**YOUR OBJECTIVE:** Copy the records below line for line without any changes, but omit the pictures.

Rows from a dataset
▼▼▼

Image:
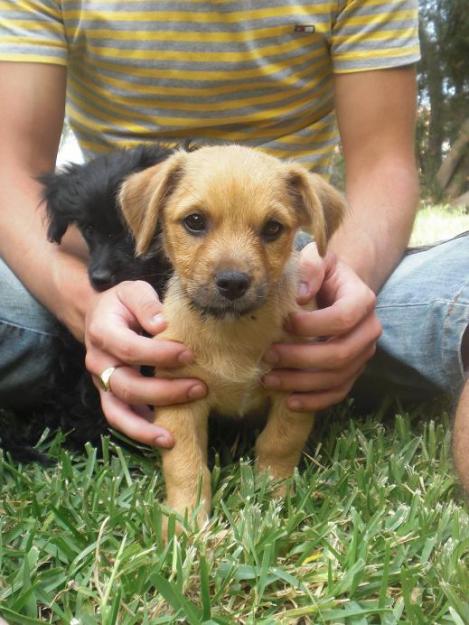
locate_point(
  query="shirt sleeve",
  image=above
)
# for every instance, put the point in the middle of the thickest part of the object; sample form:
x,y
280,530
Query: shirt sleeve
x,y
374,34
32,31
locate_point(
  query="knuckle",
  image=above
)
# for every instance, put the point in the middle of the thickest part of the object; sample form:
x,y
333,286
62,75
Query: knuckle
x,y
94,334
127,353
126,393
347,320
90,363
342,356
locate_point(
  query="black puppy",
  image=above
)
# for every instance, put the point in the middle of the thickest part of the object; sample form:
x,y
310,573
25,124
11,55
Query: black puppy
x,y
87,196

▲▲▲

**WORKED ANSWER:**
Image:
locate_point(
  query="shirt sleeve",
  image=above
)
# for every instance, put the point in the middle of the thickest part of the object; sample form:
x,y
280,530
Query: shirt sleeve
x,y
374,34
32,31
locate_point(
  query="knuckle",
  image=above
)
# for every instance, put the point in the middle of the thickest part of the object; sample form:
x,y
333,286
62,75
Query: knuckle
x,y
94,334
127,353
126,393
347,320
90,363
342,356
locate_point(
  query="black puppy",
  image=above
)
# for every instance, put the point in the middle of the thickest part of the object; sample form:
x,y
310,573
25,124
11,55
Query: black puppy
x,y
87,196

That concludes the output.